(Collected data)

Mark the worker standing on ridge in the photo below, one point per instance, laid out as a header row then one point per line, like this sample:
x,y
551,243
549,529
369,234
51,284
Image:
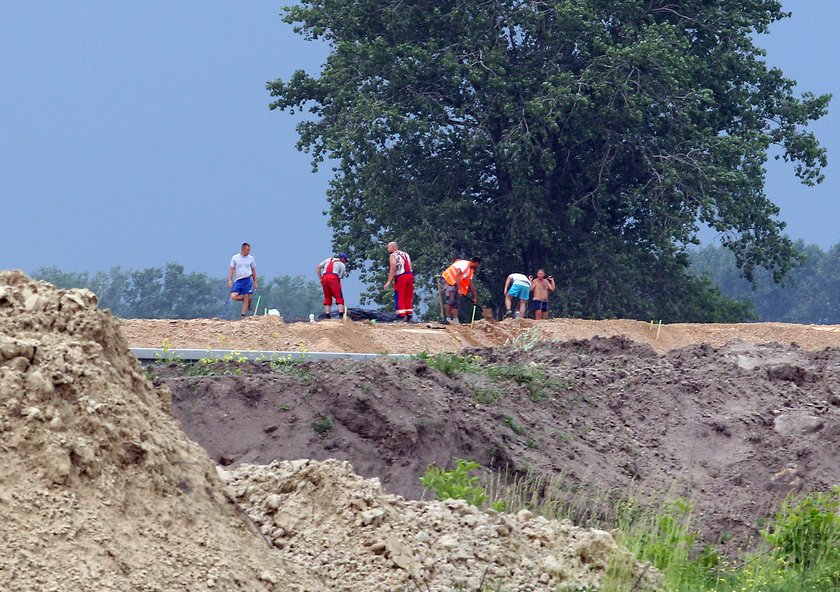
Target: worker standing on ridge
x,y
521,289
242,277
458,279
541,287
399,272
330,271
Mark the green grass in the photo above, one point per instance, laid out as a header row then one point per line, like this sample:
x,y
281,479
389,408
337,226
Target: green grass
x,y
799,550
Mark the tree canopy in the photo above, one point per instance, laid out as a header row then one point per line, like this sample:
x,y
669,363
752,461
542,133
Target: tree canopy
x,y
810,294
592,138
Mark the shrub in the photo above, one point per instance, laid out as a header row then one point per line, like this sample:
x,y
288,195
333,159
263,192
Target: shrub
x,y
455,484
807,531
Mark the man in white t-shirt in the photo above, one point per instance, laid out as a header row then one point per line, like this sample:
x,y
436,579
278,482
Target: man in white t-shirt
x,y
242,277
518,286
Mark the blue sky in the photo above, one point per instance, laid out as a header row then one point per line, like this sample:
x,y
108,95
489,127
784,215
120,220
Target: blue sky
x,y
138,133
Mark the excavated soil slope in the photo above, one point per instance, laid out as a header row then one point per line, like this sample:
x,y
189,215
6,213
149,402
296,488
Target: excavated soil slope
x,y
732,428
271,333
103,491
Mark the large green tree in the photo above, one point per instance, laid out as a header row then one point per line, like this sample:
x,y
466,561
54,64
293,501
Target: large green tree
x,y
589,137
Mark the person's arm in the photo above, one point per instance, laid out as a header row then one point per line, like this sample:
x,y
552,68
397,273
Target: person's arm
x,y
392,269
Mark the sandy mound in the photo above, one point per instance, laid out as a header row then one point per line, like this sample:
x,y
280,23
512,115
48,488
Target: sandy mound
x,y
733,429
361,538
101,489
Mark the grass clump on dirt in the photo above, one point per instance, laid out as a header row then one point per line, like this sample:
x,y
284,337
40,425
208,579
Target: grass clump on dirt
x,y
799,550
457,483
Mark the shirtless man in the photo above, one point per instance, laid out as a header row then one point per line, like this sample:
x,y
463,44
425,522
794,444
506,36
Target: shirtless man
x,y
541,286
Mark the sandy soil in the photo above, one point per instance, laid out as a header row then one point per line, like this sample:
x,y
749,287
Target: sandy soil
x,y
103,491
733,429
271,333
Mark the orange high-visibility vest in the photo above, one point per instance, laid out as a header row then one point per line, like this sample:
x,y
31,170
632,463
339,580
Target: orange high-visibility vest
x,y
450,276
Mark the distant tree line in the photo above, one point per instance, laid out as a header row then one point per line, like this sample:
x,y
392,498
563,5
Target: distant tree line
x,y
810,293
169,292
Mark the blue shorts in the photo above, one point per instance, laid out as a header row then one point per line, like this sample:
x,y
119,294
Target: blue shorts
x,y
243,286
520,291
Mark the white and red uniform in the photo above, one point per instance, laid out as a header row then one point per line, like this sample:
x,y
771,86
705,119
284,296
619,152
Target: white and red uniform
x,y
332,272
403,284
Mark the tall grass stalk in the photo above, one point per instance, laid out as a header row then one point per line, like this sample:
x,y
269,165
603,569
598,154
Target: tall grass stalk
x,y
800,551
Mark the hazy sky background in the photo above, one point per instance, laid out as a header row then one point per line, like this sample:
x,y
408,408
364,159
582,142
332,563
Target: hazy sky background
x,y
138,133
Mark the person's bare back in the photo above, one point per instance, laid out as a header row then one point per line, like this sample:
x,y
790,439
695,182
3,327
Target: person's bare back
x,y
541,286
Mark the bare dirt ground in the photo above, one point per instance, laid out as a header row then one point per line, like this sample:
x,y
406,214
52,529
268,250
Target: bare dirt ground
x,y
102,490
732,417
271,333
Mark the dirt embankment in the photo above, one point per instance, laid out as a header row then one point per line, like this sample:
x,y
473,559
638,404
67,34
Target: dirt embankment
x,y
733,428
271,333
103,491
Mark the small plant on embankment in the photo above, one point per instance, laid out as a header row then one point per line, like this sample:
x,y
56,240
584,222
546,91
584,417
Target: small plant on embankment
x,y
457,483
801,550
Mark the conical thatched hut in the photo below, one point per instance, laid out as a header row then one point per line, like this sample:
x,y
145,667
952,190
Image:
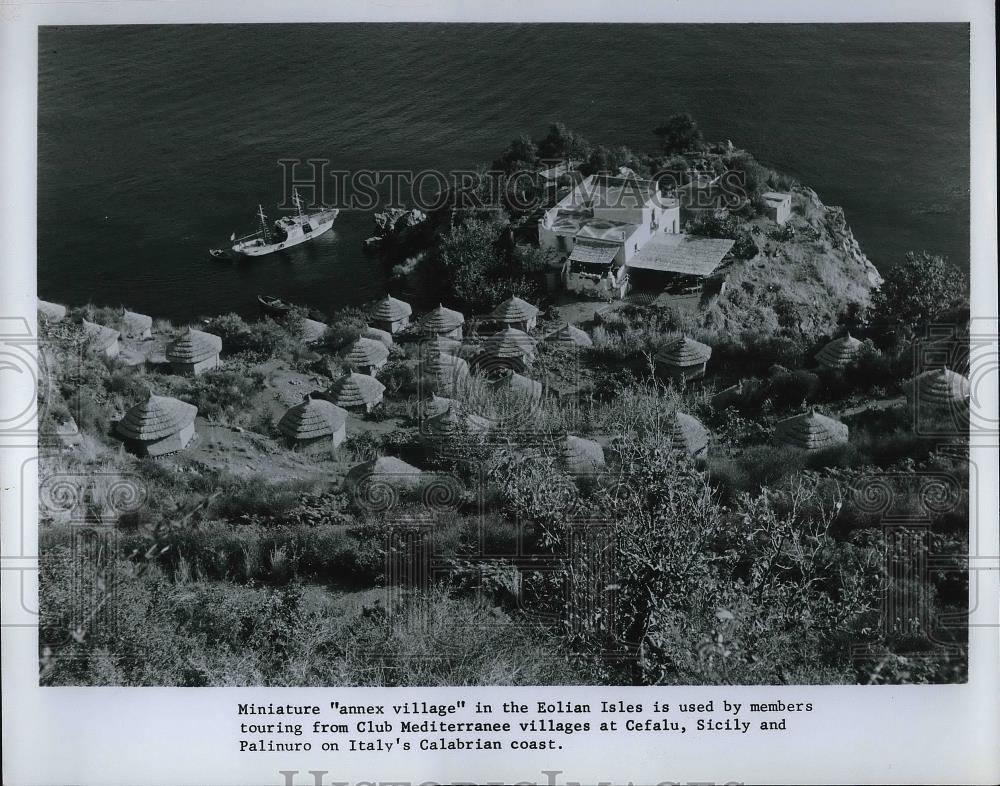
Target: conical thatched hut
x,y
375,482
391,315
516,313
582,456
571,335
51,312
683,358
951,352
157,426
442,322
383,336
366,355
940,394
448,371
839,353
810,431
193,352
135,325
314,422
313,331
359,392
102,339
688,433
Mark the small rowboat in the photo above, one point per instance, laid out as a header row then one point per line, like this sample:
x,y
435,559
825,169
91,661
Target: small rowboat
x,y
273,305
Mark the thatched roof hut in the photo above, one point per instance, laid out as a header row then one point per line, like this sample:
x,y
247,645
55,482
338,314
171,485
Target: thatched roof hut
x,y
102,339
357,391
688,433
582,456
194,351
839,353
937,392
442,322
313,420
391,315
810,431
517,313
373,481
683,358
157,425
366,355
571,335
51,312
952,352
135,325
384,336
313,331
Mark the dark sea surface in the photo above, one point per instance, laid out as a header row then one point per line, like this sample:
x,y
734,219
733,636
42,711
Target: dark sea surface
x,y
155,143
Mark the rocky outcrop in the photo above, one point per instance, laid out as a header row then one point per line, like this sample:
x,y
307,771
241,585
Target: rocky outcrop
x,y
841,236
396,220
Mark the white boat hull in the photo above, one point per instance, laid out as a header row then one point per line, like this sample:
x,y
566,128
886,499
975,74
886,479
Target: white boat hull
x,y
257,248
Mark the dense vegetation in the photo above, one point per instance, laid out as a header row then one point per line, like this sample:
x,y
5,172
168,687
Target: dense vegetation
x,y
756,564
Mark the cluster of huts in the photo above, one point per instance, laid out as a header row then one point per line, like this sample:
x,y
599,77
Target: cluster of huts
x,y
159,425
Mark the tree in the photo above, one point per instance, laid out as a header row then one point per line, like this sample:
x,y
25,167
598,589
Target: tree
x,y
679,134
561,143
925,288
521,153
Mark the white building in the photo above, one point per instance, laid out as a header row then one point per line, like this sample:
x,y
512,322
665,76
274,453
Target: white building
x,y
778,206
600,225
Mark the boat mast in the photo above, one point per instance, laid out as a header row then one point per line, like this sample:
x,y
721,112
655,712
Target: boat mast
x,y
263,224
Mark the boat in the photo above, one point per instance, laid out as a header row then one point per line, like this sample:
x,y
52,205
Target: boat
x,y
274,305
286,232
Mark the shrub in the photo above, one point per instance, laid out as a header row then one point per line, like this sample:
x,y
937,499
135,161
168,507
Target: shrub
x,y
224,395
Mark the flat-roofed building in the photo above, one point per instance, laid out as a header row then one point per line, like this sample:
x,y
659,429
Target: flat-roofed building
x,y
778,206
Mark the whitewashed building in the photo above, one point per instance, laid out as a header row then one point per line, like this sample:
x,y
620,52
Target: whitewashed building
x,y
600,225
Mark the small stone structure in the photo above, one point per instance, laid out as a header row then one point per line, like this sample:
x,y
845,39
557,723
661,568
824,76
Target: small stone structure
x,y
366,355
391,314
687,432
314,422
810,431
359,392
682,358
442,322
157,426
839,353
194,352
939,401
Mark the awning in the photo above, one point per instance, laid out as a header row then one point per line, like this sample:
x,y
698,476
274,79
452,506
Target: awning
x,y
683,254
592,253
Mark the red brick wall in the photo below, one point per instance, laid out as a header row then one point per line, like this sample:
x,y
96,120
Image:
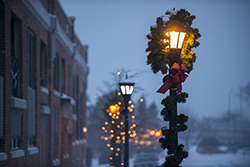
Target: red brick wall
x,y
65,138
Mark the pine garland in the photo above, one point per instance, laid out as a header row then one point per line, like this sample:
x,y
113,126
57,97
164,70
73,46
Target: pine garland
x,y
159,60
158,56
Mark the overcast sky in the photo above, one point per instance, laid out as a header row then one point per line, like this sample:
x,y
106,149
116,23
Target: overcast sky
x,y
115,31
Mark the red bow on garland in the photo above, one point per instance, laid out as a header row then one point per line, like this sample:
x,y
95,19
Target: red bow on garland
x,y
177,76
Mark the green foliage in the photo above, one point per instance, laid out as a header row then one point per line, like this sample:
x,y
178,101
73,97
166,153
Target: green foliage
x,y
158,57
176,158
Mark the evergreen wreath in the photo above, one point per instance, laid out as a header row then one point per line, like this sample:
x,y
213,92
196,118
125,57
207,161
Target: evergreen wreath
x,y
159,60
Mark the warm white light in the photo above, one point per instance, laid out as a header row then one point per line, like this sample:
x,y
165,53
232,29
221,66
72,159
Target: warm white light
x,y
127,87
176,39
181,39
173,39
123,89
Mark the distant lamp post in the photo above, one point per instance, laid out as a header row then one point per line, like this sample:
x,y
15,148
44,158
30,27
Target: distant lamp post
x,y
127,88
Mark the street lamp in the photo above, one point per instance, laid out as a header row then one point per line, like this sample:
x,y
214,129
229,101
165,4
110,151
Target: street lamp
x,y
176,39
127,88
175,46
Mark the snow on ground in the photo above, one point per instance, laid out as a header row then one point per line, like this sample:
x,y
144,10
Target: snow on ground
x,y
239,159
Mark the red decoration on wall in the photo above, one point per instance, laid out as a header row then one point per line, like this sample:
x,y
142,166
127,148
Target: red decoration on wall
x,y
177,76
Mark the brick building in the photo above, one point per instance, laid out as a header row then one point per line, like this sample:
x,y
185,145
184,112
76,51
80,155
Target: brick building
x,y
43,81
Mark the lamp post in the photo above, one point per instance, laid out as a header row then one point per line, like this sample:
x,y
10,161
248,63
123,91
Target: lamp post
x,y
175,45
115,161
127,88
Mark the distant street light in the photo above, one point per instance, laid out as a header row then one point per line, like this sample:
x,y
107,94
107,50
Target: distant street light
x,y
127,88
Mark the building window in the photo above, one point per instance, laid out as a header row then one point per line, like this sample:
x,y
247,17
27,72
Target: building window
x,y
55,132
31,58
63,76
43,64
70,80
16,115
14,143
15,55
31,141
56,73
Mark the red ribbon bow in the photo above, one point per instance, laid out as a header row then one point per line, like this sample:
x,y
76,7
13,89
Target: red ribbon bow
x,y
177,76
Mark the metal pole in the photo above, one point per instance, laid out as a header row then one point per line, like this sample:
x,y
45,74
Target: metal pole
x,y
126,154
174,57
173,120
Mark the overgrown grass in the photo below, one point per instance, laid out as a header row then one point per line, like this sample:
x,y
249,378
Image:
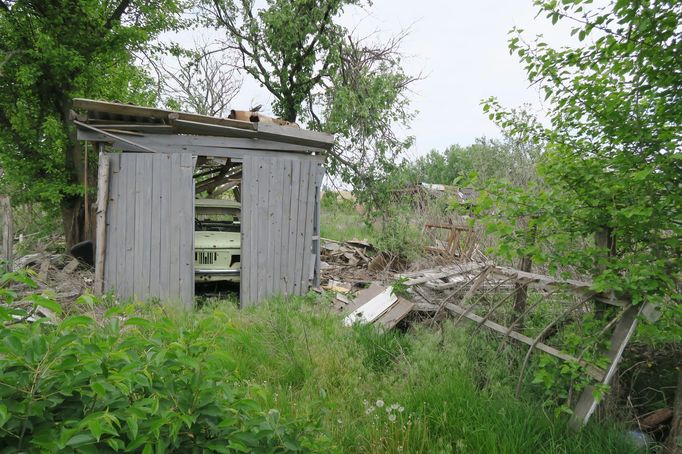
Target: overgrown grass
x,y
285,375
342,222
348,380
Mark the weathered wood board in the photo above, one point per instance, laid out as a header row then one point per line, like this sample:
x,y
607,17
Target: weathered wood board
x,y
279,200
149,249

Task instructions: Pull every line with the word "below" from the data.

Answer to the exercise:
Mark the worker standing on ridge in the photo below, one point per instance, laid out as a header row then one point per line, like this sample:
Mark the conical thatched hut in the photo below, one point per instance, laid out as a header row then one point per line, like this sample:
Mark the red brick wall in the photo below, one point per instance, laid out as a header row then one point per line, like this sample:
Mark the overgrown grass in the photo below, one point per instance, laid out as a header row then one point per line, like this sample:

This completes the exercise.